**TEXTO DE LECTURA:**
◆ ◆ ◆ ◆ ◆

# 01 - EDA
Proposito: cargar datos y generar estadisticos y graficos basicos.

Inputs:
- `config/project.json`
- CSV en `cfg["data_csv_path"]`

Outputs esperados:
- `outputs/figures/hist_var.png`
- `outputs/figures/qq_var.png`
- `outputs/figures/xy_scatter.png`


### 1. Project setup


In [None]:
import os, sys, json, glob
from IPython.display import Image, display

PROJECT_ROOT = os.path.abspath(os.path.join(os.getcwd(), ".."))
if os.path.basename(os.getcwd()) == "notebooks":
    os.chdir(PROJECT_ROOT)
else:
    PROJECT_ROOT = os.getcwd()
    os.chdir(PROJECT_ROOT)

if PROJECT_ROOT not in sys.path:
    sys.path.insert(0, PROJECT_ROOT)

print("PROJECT_ROOT:", PROJECT_ROOT)
print("CWD:", os.getcwd())

from src.io_utils import read_csv_robust, standardize_columns, coerce_numeric
from src.eda import apply_topcut, basic_stats, plot_hist, plot_qq, plot_xy_scatter
from src.make_demo_data import make_demo_csv


### 2. Load config


In [None]:
cfg_path = "config/project.json"

◆ ◆ ◆ ◆ ◆

**TAREAS PENDIENTES:**
a - Indica si cada afirmación concuerda con el cuaderno de EDA y cita las palabras exactas que lo deciden: (i) el propósito del cuaderno es cargar datos y generar estadísticos y gráficos básicos; (ii) la función `make_demo_csv` se importa desde `src.eda`; (iii) entre los outputs esperados figura `outputs/figures/qq_var.png`.
b - Prosigue el cuaderno de EDA desde donde termina, justo después de la asignación de `cfg_path`.

**DATOS EN BRUTO:**

◆ ◆ ◆ ◆ ◆

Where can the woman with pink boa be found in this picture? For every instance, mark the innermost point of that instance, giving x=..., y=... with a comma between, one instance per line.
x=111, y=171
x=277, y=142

◆ ◆ ◆ ◆ ◆

**RESPUESTAS:**
a -
(i) Sí: "Proposito: cargar datos y generar estadisticos y graficos basicos."
(ii) No: "from src.make_demo_data import make_demo_csv"
(iii) Sí: "- `outputs/figures/qq_var.png`"

b -
print("Config:", os.path.abspath(cfg_path))
with open(cfg_path, "r", encoding="utf-8") as f:
    cfg = json.load(f)

print("Data CSV:", cfg["data_csv_path"])
mapping = {
    "x": cfg["columns"].get("x"),
    "y": cfg["columns"].get("y"),
    "z": cfg["columns"].get("z"),
    "var": cfg["columns"].get("variable_objetivo"),
    "domain": cfg["columns"].get("domain"),
}
print("Column mapping:", mapping)


### 3. Load data


In [None]:
if not os.path.exists(cfg["data_csv_path"]):
    make_demo_csv(cfg["data_csv_path"])

df_raw = read_csv_robust(cfg["data_csv_path"])
df = standardize_columns(df_raw, mapping)
df.replace(cfg.get("nodata_values", []), None, inplace=True)
coerce_numeric(df, ["x", "y", "z", "var"])

rows_before = len(df)
df.dropna(subset=["x", "y", "var"], inplace=True)
rows_after = len(df)
removed_pct = 0.0 if rows_before == 0 else (rows_before - rows_after) * 100.0 / rows_before

print("Shape raw:", df_raw.shape, "clean:", df.shape)
print("Dtypes:
", df.dtypes)
print("Rows removed (%):", f"{removed_pct:.2f}")
print("X range:", (df["x"].min(), df["x"].max()))
print("Y range:", (df["y"].min(), df["y"].max()))
if "z" in df.columns and df["z"].notna().any():
    print("Z range:", (df["z"].min(), df["z"].max()))
else:
    print("Z range: n/a")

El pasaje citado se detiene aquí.